### INSTRUCTIONS TO FOLLOW
Pull out every line of the material below that contains the string "chimney", treating uppercase and lowercase as different.

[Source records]
## BEGIN
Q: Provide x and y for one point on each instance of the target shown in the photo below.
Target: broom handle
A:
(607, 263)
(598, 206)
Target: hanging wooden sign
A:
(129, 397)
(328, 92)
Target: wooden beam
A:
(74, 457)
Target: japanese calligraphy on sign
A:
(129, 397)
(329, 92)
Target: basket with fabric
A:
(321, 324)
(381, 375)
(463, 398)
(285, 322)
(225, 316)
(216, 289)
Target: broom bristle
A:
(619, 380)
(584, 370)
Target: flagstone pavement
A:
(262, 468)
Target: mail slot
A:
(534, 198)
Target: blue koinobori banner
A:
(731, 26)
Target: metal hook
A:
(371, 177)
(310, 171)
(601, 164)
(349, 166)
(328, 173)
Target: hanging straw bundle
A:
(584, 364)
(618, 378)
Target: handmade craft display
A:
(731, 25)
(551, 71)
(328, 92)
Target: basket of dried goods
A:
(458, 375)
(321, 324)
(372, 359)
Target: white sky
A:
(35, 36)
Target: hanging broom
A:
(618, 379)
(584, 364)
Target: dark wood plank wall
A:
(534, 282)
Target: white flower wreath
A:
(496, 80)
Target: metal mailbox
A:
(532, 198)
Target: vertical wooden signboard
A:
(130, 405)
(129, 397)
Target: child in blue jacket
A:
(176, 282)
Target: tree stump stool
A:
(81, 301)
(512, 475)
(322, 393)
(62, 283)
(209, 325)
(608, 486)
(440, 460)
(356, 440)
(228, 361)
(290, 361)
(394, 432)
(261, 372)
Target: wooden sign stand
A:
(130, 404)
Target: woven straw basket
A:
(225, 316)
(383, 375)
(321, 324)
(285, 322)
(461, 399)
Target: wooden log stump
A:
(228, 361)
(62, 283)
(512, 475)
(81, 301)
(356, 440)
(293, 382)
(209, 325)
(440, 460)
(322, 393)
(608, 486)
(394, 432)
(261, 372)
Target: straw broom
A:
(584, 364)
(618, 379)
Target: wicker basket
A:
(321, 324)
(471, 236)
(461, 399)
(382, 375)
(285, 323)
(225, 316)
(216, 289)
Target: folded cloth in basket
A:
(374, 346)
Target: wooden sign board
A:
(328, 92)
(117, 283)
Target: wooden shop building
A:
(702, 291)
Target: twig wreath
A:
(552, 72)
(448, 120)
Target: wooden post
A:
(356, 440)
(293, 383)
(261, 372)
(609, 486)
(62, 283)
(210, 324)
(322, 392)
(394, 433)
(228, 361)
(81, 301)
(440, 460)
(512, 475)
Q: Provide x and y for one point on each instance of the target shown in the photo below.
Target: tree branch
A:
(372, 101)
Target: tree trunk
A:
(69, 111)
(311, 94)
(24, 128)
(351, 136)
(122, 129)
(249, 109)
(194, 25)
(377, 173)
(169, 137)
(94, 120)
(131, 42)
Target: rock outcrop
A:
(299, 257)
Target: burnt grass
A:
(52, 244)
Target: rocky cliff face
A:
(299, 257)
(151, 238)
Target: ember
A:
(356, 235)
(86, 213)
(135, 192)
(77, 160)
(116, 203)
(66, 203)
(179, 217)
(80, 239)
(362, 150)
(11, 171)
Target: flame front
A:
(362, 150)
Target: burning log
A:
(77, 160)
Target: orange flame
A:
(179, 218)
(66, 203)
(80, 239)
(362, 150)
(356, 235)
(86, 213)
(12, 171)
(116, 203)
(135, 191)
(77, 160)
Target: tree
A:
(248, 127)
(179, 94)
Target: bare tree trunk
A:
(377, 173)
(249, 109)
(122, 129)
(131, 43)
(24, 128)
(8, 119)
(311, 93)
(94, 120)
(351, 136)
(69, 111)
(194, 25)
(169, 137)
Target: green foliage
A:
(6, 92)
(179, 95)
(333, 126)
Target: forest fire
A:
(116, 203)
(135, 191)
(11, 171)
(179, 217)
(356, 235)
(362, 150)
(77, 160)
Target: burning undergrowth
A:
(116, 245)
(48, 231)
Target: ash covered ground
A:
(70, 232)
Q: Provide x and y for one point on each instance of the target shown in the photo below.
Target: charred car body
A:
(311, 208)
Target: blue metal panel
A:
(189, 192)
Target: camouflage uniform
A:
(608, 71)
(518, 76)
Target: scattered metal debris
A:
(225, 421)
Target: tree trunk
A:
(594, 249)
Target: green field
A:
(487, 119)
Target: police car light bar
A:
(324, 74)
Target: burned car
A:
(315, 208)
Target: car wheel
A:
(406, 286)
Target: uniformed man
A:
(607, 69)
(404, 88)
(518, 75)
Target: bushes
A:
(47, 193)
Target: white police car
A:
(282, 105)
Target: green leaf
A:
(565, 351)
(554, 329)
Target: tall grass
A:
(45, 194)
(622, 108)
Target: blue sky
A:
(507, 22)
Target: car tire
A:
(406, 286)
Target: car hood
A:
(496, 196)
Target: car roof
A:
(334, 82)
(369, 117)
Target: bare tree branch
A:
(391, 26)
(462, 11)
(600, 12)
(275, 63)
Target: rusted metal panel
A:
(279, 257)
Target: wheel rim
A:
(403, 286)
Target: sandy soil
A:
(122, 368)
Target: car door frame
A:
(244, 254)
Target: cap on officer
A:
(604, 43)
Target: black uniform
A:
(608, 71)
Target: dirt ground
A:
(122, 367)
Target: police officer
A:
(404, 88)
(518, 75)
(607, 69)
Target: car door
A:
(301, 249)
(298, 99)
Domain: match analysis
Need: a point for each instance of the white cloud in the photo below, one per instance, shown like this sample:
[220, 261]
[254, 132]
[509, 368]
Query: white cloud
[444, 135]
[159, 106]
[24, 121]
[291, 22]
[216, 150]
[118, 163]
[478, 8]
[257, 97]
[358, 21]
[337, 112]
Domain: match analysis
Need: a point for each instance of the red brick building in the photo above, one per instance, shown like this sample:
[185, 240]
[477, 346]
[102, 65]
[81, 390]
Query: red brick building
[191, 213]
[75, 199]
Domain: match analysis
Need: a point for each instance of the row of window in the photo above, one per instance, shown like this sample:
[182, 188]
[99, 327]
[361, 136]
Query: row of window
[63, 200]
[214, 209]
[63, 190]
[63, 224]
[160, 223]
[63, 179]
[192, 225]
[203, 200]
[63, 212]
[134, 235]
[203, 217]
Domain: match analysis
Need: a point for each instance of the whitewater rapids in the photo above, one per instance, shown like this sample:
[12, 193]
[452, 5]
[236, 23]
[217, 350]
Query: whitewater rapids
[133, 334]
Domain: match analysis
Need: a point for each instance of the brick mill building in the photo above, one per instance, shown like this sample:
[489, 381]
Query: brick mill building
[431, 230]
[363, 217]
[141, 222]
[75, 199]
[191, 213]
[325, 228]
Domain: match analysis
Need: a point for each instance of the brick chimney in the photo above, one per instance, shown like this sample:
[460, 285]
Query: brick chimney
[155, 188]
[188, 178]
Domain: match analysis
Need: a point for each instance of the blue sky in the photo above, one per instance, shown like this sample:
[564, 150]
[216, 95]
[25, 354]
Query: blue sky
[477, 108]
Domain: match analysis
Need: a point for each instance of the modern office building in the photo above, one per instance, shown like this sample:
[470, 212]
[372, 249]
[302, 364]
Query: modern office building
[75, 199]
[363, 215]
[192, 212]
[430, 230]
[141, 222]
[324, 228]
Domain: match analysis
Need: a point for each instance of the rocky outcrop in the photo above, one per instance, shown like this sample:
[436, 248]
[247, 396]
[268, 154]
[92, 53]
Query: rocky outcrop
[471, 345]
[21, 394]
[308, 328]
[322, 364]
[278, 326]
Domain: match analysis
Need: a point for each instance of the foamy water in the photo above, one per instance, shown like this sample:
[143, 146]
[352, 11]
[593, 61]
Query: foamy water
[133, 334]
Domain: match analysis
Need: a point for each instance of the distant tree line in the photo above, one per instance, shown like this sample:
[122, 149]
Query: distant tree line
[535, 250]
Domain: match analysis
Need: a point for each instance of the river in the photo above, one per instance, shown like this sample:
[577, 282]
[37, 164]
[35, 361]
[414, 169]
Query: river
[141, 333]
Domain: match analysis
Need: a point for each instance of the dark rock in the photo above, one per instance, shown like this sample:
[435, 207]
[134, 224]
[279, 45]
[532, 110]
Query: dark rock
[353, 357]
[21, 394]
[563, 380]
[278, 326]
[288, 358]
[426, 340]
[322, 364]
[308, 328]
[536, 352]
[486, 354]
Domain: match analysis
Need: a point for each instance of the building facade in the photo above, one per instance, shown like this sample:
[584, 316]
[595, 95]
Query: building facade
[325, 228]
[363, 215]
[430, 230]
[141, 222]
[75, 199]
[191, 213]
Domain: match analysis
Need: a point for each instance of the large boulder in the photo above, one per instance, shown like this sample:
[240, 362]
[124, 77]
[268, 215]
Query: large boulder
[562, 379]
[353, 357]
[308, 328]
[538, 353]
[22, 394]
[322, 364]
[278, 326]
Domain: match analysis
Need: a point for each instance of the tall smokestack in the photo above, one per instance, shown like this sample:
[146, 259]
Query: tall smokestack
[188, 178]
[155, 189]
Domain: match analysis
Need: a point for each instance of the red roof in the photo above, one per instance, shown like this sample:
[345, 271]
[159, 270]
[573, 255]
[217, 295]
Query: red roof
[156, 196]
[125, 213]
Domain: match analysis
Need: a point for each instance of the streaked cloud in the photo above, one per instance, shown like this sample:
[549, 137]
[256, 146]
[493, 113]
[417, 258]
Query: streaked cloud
## END
### SOLUTION FOR THIS EXERCISE
Need: a point for each instance of the brick chimney in the photo above, one per instance, shown like this sample:
Query: brick chimney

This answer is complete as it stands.